Directive | Can you continue the PDFiD library page below, picking up after its final line?

Document |
+ + + + +
PDFiD

raw JSON →
1.1.3 verified Fri May 01 auth: no python

A Python library based on DidierStevens' PDFID tool for analyzing PDF files for malicious content. It scans PDFs for common suspicious elements like JavaScript, embedded files, and auto-actions. Current version 1.1.3, with intermittent releases.

pip install pdfid
error AttributeError: module 'pdfid' has no attribute 'PDFiD'
cause Incorrect import: importing pdfid as a whole instead of the class.
fix
Use: from pdfid import PDFiD
error TypeError: initializer got an unexpected keyword argument 'path'
cause PDFiD does not accept a file path; it requires bytes content.
fix
Read file content first: with open('file.pdf', 'rb') as f: data = f.read() ; pdfid = PDFiD(data)
gotcha PDFiD expects the entire file content as bytes; passing a file path or file object will fail silently or raise an error.
+ + + + +
Given information |

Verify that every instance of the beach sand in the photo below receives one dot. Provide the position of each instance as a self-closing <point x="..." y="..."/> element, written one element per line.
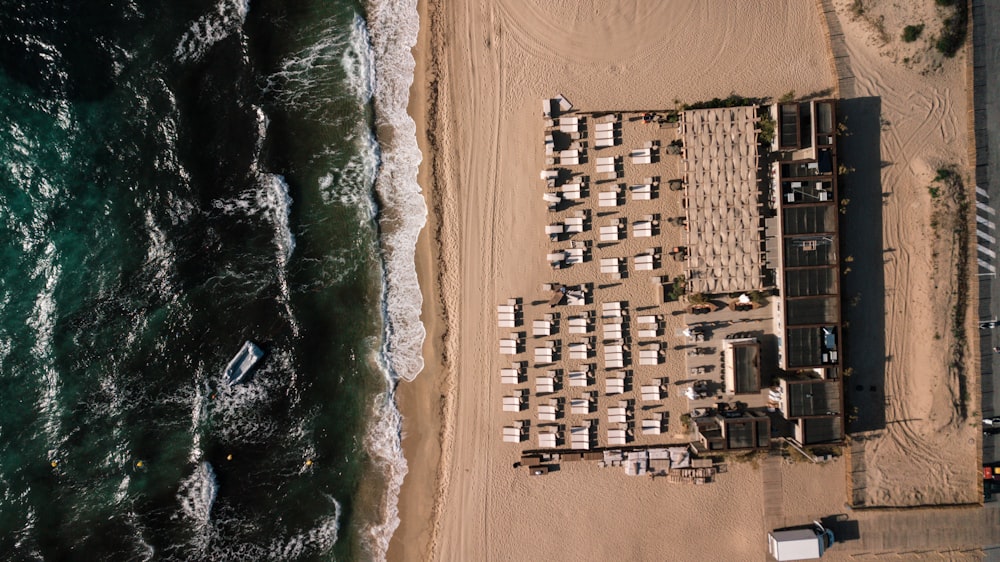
<point x="486" y="66"/>
<point x="915" y="104"/>
<point x="495" y="62"/>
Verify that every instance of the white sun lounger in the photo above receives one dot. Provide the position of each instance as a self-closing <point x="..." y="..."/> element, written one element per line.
<point x="641" y="156"/>
<point x="546" y="440"/>
<point x="512" y="403"/>
<point x="579" y="378"/>
<point x="508" y="347"/>
<point x="651" y="393"/>
<point x="546" y="412"/>
<point x="616" y="436"/>
<point x="642" y="192"/>
<point x="616" y="414"/>
<point x="652" y="427"/>
<point x="574" y="255"/>
<point x="614" y="385"/>
<point x="512" y="434"/>
<point x="544" y="384"/>
<point x="578" y="325"/>
<point x="610" y="265"/>
<point x="543" y="355"/>
<point x="642" y="229"/>
<point x="571" y="191"/>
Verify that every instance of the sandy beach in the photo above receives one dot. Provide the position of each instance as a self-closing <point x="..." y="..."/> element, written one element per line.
<point x="482" y="69"/>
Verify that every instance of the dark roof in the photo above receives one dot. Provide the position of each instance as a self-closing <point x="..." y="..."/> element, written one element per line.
<point x="821" y="430"/>
<point x="810" y="250"/>
<point x="746" y="367"/>
<point x="814" y="310"/>
<point x="803" y="347"/>
<point x="810" y="282"/>
<point x="812" y="398"/>
<point x="811" y="219"/>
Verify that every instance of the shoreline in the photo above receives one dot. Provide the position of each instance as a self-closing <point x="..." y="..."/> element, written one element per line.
+ + + + +
Final result |
fix Open the file in binary mode and read all bytes before passing to PDFiD.
gotcha The results() method returns a dictionary with keys like 'JavaScript', 'OpenAction', etc. The values are the count of occurrences, not booleans.
fix Check counts > 0 to determine presence: if pdfid.results().get('JavaScript', 0) > 0.

Instantiate PDFiD with file content as bytes, then call results() for a dictionary of findings.

from pdfid import PDFiD

# Analyze a PDF file
with open('sample.pdf', 'rb') as f:
    data = f.read()

pdfid = PDFiD(data)
print(pdfid.results())